*** Information
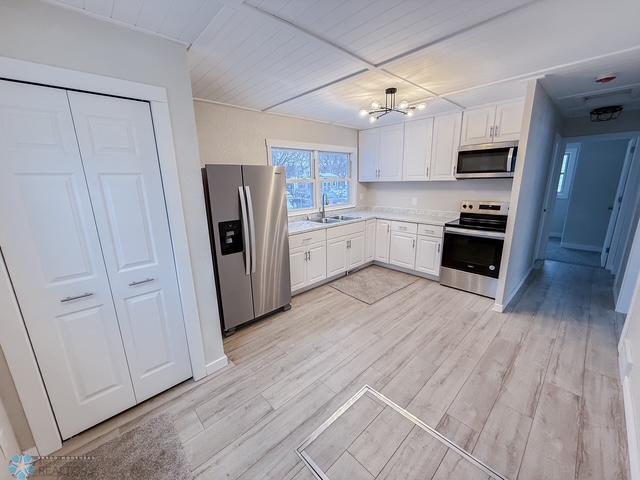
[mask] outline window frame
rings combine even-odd
[[[565,172],[562,173],[562,163],[564,162],[564,157],[567,158],[567,168]],[[560,183],[560,178],[564,175],[564,179],[562,182],[562,189],[558,192],[556,191],[556,198],[567,199],[571,195],[571,186],[573,184],[573,177],[576,169],[576,161],[578,157],[578,149],[577,148],[566,148],[564,153],[562,154],[562,158],[560,160],[560,169],[558,172],[558,184]],[[556,184],[556,190],[558,187]]]
[[[328,152],[328,153],[347,153],[349,154],[349,173],[350,178],[347,179],[349,181],[349,191],[350,198],[348,204],[345,205],[327,205],[325,210],[327,212],[334,210],[344,210],[347,208],[354,208],[357,204],[358,198],[358,150],[355,147],[345,147],[341,145],[324,145],[324,144],[316,144],[316,143],[304,143],[304,142],[295,142],[291,140],[275,140],[275,139],[267,139],[266,140],[267,147],[267,165],[273,165],[271,149],[272,148],[286,148],[293,150],[310,150],[312,165],[312,179],[311,182],[306,179],[296,179],[296,180],[287,180],[287,183],[312,183],[313,184],[313,203],[314,206],[310,209],[304,210],[294,210],[288,211],[288,215],[290,217],[296,217],[300,215],[309,215],[312,213],[318,213],[321,208],[322,202],[322,193],[321,186],[323,182],[331,181],[327,178],[320,177],[320,152]],[[334,181],[342,181],[343,178],[334,179]]]

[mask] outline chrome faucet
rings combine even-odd
[[[325,205],[328,205],[329,202],[327,202],[327,194],[323,193],[322,194],[322,207],[320,208],[320,218],[325,218],[326,217],[326,212],[324,210]]]

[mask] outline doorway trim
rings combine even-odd
[[[156,136],[158,160],[162,172],[167,216],[184,319],[189,358],[194,380],[207,375],[200,315],[196,299],[187,227],[182,207],[178,164],[173,143],[171,114],[167,91],[163,87],[121,80],[66,68],[0,57],[0,78],[35,83],[71,90],[134,98],[149,102]],[[22,319],[20,306],[11,285],[4,258],[0,256],[0,312],[3,328],[0,344],[16,390],[40,455],[47,455],[62,447],[62,438],[29,335]],[[6,321],[4,320],[6,318]],[[226,360],[226,359],[225,359]],[[225,362],[220,363],[223,367]],[[16,452],[17,453],[17,452]]]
******
(Activity): From the entries above, tally the lines that contain the string "outline". Report the total and nothing more.

(Solution to the problem): 3